*WHAT IS NEEDED*
Your task is to filter the data below down to the lines holding "post".

*RECORDS TO PROCESS*
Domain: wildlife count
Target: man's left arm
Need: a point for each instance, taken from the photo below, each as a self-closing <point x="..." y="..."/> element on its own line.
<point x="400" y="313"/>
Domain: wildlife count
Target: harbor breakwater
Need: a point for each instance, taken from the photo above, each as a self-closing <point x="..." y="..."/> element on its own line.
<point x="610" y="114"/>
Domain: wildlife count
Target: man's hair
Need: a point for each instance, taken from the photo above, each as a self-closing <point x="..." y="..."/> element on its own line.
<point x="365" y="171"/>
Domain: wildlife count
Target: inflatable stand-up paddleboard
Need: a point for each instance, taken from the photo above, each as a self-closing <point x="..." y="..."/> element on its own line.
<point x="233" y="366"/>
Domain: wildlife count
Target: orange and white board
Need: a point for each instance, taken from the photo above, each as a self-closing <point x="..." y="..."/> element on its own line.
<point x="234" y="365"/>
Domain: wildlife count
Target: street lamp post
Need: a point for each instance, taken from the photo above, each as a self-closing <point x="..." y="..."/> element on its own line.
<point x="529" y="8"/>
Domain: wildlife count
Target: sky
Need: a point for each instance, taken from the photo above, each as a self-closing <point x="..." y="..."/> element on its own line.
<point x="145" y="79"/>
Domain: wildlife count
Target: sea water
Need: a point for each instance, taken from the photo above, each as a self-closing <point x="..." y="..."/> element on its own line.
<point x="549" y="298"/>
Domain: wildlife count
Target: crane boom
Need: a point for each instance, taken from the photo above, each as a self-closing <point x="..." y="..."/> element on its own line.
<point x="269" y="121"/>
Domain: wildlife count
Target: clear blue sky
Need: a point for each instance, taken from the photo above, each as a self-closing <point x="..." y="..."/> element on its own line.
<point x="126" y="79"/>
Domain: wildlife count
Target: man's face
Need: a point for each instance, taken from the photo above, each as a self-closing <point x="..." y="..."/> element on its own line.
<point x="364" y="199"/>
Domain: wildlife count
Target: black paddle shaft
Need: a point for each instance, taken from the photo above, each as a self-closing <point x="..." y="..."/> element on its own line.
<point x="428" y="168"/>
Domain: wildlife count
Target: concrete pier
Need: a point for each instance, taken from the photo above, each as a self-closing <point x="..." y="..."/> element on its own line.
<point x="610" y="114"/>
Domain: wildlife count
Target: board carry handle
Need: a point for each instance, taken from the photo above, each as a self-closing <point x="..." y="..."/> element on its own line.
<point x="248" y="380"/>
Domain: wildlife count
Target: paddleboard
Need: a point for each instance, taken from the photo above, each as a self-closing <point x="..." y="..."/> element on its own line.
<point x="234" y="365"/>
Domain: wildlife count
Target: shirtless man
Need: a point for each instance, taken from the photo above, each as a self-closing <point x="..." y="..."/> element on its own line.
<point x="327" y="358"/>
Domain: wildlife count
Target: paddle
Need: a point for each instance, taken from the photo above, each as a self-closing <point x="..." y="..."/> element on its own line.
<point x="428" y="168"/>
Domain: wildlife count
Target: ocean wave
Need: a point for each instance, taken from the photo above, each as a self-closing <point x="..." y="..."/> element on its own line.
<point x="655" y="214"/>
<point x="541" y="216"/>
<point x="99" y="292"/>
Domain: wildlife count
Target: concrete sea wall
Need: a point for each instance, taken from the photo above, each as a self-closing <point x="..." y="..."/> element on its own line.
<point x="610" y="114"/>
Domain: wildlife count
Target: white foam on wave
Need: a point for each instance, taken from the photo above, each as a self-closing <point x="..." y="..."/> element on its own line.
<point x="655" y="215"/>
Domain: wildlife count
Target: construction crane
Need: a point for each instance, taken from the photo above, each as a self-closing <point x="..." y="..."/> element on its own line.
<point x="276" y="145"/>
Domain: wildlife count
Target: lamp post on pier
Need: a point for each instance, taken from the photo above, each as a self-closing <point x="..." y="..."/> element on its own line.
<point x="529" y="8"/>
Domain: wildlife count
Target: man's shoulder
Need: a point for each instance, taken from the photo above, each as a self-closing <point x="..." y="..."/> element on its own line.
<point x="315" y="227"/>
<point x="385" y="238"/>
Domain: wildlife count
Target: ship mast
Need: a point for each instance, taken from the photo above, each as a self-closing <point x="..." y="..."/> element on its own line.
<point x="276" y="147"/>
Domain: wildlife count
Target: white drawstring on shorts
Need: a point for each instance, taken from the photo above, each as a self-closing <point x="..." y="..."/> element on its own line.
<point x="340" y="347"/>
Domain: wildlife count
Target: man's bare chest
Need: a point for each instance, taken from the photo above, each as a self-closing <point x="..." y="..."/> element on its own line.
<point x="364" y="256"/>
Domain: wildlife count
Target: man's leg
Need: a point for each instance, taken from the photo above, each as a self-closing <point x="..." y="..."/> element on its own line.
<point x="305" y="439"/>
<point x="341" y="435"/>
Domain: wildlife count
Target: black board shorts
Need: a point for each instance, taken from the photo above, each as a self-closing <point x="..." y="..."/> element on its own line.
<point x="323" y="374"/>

==

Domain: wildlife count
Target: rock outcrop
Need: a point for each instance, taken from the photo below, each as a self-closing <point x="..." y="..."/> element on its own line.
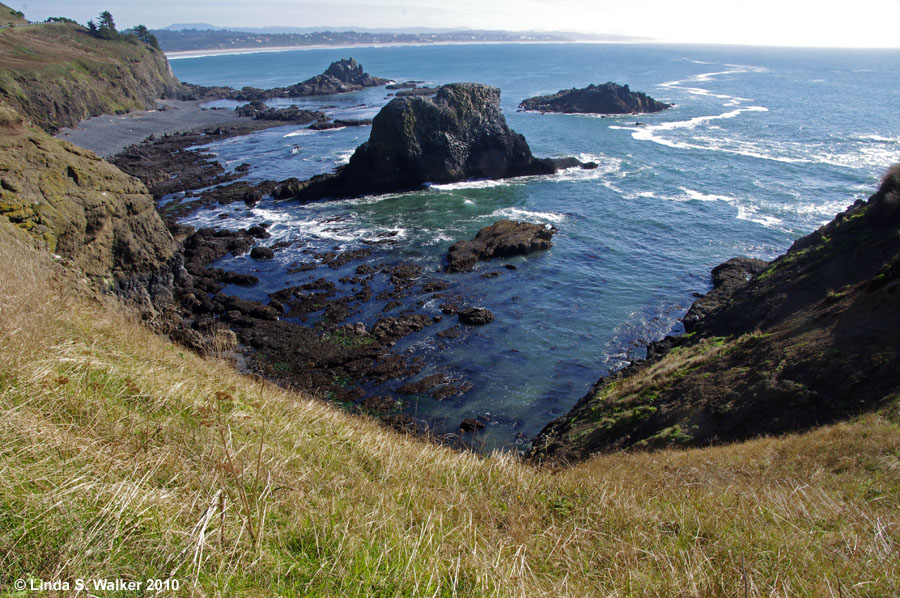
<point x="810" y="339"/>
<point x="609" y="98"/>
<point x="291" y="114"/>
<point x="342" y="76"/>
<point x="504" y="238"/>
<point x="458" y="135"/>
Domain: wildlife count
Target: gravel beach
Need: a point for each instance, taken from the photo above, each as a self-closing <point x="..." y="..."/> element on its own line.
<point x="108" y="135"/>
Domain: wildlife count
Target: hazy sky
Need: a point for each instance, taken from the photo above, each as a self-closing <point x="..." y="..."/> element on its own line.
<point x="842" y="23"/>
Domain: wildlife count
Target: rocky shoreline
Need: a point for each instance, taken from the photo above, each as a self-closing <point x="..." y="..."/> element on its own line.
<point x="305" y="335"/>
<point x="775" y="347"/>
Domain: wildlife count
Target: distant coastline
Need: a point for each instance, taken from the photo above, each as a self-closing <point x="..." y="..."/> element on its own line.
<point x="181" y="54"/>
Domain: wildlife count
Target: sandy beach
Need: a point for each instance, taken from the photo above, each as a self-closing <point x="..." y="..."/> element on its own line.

*RESPONSE BELOW*
Target: street lamp post
Target: lamp post on pier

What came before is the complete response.